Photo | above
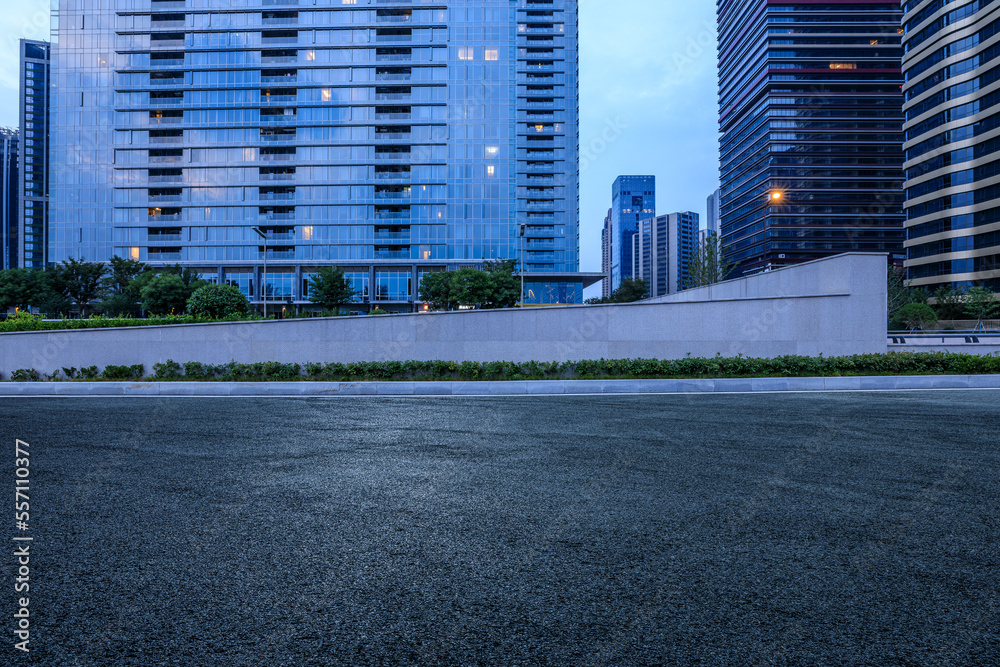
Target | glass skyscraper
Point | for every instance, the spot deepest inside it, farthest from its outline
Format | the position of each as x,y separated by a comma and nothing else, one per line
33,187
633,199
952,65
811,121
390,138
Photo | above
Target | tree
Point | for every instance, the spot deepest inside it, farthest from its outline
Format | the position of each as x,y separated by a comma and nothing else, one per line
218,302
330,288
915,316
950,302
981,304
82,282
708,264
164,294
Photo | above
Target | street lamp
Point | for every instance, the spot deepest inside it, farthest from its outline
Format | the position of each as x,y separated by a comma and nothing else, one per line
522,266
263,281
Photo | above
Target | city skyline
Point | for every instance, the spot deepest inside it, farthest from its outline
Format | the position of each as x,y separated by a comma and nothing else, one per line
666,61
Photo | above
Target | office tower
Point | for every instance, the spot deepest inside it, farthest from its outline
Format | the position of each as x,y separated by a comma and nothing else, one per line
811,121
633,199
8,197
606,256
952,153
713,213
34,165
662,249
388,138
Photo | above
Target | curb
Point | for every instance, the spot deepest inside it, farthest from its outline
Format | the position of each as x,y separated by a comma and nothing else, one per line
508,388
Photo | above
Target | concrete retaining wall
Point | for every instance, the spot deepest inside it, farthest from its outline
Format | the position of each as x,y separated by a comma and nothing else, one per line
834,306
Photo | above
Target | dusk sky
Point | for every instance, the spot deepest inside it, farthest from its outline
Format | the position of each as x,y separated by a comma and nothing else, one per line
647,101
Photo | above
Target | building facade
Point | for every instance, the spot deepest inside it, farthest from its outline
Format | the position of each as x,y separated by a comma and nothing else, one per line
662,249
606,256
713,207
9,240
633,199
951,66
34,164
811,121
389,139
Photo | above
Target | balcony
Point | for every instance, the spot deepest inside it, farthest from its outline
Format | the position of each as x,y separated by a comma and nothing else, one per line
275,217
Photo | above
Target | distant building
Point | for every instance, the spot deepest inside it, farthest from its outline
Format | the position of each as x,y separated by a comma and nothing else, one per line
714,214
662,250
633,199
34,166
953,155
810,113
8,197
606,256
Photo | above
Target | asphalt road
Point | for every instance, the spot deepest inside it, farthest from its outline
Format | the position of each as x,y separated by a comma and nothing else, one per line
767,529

* * *

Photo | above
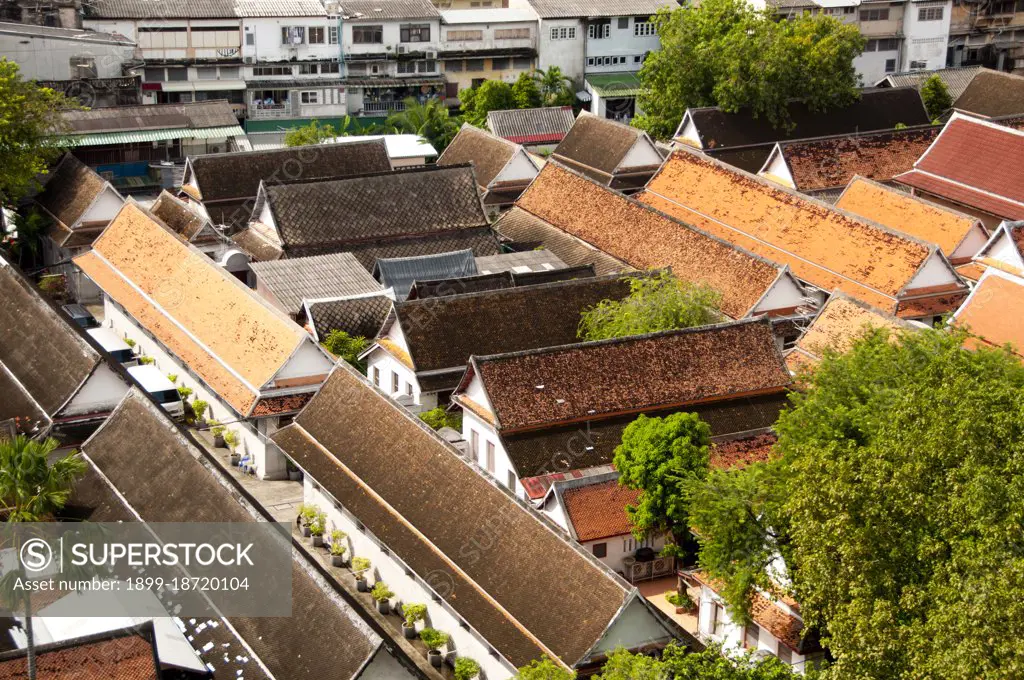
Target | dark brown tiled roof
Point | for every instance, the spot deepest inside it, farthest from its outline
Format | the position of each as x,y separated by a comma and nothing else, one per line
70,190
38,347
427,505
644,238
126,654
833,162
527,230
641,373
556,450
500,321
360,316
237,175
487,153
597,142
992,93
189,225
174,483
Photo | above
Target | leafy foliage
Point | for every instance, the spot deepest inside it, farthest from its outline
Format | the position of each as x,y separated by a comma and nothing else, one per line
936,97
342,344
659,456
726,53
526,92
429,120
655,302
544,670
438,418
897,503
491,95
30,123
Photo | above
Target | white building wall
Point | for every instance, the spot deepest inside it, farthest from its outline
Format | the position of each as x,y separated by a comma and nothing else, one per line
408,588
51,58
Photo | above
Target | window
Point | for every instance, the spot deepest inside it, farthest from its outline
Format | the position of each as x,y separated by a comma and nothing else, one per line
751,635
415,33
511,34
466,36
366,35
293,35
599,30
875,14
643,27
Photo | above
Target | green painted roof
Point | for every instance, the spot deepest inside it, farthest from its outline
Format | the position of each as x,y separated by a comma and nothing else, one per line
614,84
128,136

__Brief__. Report every line in the rows above that contains the word "building", copying each line in full.

__Solution to this problem__.
Target | building facade
Target | distant building
Target | white building wall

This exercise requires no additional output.